**WHAT YOU HAVE TO DO**
Each line below that contains the word "screen" is to be counted; give only the final number.
# # # # #
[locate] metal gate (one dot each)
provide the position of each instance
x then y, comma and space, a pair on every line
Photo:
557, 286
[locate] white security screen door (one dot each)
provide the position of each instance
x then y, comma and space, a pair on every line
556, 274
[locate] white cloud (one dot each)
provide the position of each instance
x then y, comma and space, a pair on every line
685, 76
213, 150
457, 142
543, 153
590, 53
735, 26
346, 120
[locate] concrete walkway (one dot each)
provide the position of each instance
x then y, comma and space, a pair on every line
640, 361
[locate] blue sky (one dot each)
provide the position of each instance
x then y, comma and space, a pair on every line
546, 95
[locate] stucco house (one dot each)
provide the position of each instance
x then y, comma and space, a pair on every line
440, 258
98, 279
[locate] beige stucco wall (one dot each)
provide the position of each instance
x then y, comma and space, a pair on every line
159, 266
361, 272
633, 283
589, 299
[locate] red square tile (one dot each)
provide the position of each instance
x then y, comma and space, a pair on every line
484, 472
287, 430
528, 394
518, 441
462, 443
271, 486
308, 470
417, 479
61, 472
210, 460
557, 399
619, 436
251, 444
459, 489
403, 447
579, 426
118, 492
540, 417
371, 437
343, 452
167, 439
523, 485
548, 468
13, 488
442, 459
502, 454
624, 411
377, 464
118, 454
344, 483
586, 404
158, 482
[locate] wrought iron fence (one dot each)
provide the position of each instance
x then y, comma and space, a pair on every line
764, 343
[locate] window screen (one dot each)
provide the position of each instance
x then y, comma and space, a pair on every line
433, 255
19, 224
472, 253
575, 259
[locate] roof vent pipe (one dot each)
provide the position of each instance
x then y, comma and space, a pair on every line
# # # # #
**RESULT OF THIS TASK**
2